Work to be completed: Rewrite every line of the rows below, requests included, but leave out the pictures. Raise each coordinate in the answer points by 22, and keep the numbers in the requests and their sample points as they are.

——

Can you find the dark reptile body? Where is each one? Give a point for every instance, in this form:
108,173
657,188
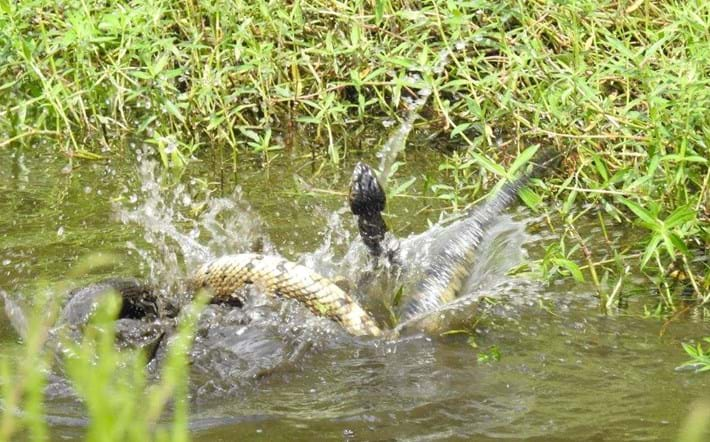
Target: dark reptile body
449,267
443,277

——

Exercise answer:
Can you find the dark reptile body? Where is each one? Give a point for every instance, in this form:
108,173
657,188
Target: dark reptile body
471,289
465,299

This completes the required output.